# DESCRIPTION OF THE TASK
Transcribe each record exactly. Include every one.

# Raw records
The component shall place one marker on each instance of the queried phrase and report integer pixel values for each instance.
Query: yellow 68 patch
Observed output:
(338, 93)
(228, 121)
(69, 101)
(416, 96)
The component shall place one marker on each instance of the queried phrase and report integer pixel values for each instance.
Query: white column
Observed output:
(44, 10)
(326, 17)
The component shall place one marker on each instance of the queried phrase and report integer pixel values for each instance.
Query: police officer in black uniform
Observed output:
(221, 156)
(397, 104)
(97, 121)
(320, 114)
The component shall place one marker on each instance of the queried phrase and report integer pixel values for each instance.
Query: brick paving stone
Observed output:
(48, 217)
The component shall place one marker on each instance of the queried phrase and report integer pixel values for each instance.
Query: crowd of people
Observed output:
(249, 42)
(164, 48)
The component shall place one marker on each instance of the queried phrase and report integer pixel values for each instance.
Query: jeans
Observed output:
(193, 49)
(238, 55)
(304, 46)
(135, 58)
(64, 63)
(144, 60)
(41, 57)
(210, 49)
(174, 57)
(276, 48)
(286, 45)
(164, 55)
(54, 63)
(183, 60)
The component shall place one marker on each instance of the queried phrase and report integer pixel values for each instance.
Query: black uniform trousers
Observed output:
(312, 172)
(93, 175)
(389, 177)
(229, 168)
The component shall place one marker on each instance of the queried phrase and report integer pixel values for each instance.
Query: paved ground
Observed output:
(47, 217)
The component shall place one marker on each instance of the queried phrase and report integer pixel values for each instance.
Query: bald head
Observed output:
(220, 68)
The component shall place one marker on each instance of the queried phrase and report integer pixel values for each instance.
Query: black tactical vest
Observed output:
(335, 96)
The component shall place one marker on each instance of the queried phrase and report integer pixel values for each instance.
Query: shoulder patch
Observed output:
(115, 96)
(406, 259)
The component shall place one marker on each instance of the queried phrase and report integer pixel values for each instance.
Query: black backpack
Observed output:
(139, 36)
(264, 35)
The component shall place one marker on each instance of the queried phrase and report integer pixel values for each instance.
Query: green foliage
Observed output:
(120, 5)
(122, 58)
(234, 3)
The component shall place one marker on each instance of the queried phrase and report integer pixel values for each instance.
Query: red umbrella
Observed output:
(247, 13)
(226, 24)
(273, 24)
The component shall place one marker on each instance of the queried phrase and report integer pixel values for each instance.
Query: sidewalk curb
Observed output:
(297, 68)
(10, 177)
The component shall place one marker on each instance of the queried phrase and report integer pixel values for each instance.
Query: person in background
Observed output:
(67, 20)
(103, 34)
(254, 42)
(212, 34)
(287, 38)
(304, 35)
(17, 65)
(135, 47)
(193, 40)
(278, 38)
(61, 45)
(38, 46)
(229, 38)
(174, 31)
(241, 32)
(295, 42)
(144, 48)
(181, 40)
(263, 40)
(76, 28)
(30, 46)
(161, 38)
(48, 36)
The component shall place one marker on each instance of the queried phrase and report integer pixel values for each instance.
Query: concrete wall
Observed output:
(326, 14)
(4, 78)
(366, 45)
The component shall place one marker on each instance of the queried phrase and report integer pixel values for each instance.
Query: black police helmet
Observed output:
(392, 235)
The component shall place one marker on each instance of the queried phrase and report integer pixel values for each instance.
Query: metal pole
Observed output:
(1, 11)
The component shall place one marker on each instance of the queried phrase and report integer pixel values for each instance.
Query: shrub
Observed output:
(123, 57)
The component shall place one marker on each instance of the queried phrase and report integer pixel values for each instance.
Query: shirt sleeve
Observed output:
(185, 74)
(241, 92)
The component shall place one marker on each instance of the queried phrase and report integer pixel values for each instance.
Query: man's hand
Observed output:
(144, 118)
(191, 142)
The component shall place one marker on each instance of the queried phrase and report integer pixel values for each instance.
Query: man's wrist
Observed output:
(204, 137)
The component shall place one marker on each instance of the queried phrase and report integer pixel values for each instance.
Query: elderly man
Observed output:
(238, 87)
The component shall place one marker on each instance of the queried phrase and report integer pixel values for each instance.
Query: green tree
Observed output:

# CORRECT RESULT
The component shall place one marker on each instance of the queried phrase and report integer pixel values for each instance.
Query: yellow 68 patch
Observed output:
(338, 93)
(228, 121)
(69, 101)
(416, 96)
The component shall place one marker on each instance of the queried phrase and report integer pixel values for each instance.
Query: white column
Observed output:
(44, 10)
(326, 17)
The component shall place one marker on each instance of the queried phrase and report integer pixel values for each instance.
Query: police officer in black uniform
Observed output:
(221, 156)
(397, 104)
(97, 121)
(320, 114)
The component shall place one marker on each instance of the queried phrase and report integer pixel values for each instance.
Query: brick paving stone
Observed output:
(48, 217)
The component shall place one marker on each instance of the queried phrase and report integer pixel values for each instance.
Query: crowd of people
Observed output:
(249, 42)
(164, 48)
The component shall place one marker on each instance of the queried phrase and report integer pixel values for each instance.
Query: jeans
Observed output:
(193, 49)
(238, 55)
(304, 46)
(135, 58)
(64, 63)
(144, 60)
(41, 57)
(210, 49)
(174, 57)
(276, 48)
(286, 45)
(164, 55)
(54, 63)
(183, 60)
The component shall place one marker on each instance of the queried phrase and report integer pixel values for each instance.
Query: black uniform trousers
Observed output:
(312, 172)
(93, 175)
(389, 177)
(229, 168)
The component shall place one marker on each instance of the queried phrase and report integer pixel values for each instance.
Query: paved ground
Observed output:
(47, 217)
The component shall place one marker on each instance of the queried phrase and report integer pixel values for each instance.
Query: bald head
Observed output:
(220, 68)
The component shall place one marker on each instance of the queried phrase and report integer pixel values for each instance.
Query: black tactical vest
Observed output:
(335, 96)
The component shall place one marker on each instance of the queried phrase and report integer pixel values for each instance.
Query: shoulder patch
Observed output:
(115, 96)
(406, 259)
The component shall place one marker on each instance of the queried phrase and report integer pixel values for each instance.
Query: black backpack
Observed output:
(139, 36)
(264, 35)
The component shall place one marker on each instance of the queried phrase and report integer pixel values for each instance.
Query: green foliage
Observed output:
(120, 5)
(122, 58)
(234, 3)
The component shall place one marker on each instance of the queried phrase and report integer pixel values for each instance.
Query: red umbrella
Observed output:
(247, 13)
(226, 24)
(273, 24)
The component shall place one marker on each instance of the queried phrase and report integer pixel values for each instance.
Query: sidewalk curb
Observed output:
(297, 68)
(10, 177)
The component shall place one marker on each instance of the queried phrase and report integer pixel values for each instance.
Query: person in background
Observed output:
(67, 20)
(103, 34)
(254, 42)
(212, 34)
(287, 38)
(304, 35)
(17, 65)
(135, 47)
(193, 40)
(278, 38)
(61, 45)
(38, 46)
(229, 38)
(174, 31)
(241, 32)
(295, 42)
(144, 48)
(181, 40)
(263, 40)
(76, 28)
(30, 46)
(161, 38)
(48, 36)
The component shall place one marker on each instance of the queried phrase and report integer pixel values for each instance.
Query: concrete wall
Observed output:
(326, 14)
(4, 78)
(366, 45)
The component shall place one marker on each instance of the queried phrase and report integer pixel values for each instance.
Query: black police helmet
Observed output:
(392, 235)
The component shall place one marker on each instance of the queried phrase and report integer pixel values for each instance.
Query: metal pole
Observed output:
(1, 11)
The component shall place one marker on each instance of the queried phrase and report integer pixel values for each instance.
Query: shrub
Observed output:
(123, 57)
The component shall place one marker on each instance of the queried phrase and report integer pixel values for each instance.
Query: shirt sleeve
Observed output:
(185, 74)
(241, 92)
The component shall place one marker on each instance of the queried phrase and report integer pixel values for each instance.
Query: man's hand
Observed output:
(144, 118)
(191, 142)
The component shall place one marker on each instance of the queried phrase and report integer pixel values for each instance.
Query: man's wrist
Observed output:
(204, 137)
The component shall place one marker on each instance of the queried phrase and report integer pixel values for each instance.
Query: elderly man
Observed output:
(238, 87)
The component shall place one marker on each instance of the queried phrase and report integer pixel values for each instance.
Query: green tree
Observed output:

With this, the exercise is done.